[DATASET EXCERPTS]:

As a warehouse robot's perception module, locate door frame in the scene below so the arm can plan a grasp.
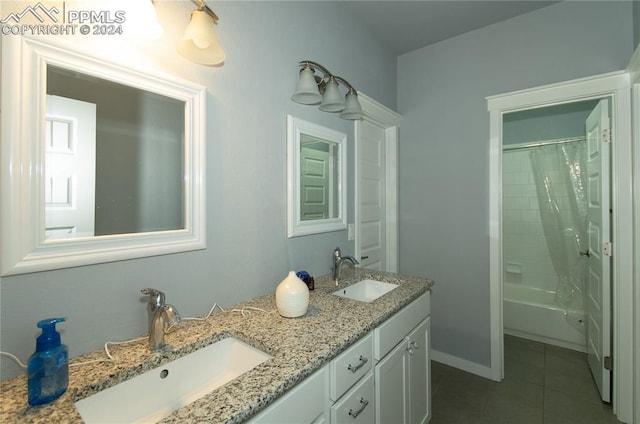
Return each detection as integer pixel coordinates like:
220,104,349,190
627,46,640,423
487,71,633,423
354,93,401,272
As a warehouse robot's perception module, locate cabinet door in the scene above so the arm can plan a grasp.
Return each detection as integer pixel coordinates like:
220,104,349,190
375,342,409,424
407,318,431,424
249,367,329,424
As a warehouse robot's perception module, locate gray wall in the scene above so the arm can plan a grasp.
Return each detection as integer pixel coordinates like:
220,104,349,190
398,1,633,366
633,0,640,47
502,100,598,146
0,1,397,378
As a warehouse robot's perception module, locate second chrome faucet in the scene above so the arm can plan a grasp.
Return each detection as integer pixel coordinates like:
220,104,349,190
140,289,182,352
331,247,360,286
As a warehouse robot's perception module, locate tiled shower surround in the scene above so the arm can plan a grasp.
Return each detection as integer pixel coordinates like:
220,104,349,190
502,149,566,291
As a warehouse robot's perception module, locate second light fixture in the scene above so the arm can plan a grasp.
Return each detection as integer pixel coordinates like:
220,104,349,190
291,60,363,120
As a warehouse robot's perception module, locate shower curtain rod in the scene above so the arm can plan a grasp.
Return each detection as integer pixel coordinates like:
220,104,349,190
502,137,587,152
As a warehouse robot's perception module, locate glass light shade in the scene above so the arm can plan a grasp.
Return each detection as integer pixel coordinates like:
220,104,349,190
320,77,345,112
340,90,364,120
177,10,226,65
291,68,322,105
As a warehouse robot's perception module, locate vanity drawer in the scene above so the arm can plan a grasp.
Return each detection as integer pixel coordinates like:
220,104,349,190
373,292,431,361
331,372,376,424
329,333,373,401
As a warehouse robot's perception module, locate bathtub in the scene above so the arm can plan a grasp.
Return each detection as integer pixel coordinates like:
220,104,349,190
503,283,586,352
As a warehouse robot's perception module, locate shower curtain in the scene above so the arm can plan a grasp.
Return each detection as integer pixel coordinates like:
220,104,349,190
530,141,587,313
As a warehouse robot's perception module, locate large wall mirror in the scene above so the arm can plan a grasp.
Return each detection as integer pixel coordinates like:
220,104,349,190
0,36,206,275
287,115,347,237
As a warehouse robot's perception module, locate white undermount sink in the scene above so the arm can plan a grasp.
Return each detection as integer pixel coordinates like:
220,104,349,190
333,280,398,302
75,338,271,423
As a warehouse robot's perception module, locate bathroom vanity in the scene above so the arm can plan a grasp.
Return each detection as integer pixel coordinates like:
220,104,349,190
0,268,433,423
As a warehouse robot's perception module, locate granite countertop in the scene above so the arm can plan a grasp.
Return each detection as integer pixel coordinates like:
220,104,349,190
0,268,433,424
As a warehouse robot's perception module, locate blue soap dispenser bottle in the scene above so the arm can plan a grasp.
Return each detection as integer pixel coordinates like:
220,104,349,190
27,318,69,405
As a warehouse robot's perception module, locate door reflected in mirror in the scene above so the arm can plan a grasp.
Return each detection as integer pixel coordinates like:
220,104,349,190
287,115,347,237
45,66,185,238
0,36,206,276
300,134,340,221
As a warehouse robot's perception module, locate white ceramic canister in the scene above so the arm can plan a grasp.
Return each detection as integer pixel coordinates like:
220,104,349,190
276,271,309,318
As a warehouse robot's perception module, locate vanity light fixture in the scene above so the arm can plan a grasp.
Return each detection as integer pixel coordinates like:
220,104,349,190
177,0,226,65
291,60,363,120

[WORK TO COMPLETE]: Show each line in the items above that contains the string "shower".

[OUTPUT OF THE EXERCISE]:
As a warehouse robot's perception module, locate tiled shower surround in the scene above so the arm can plan a grasp.
As a warehouse robot's perception module, locate shower curtain rod in the scene above so the arm can plan a grasp.
As a warehouse robot's perception module, locate shower curtain in the scene above so the arm can plan a grasp.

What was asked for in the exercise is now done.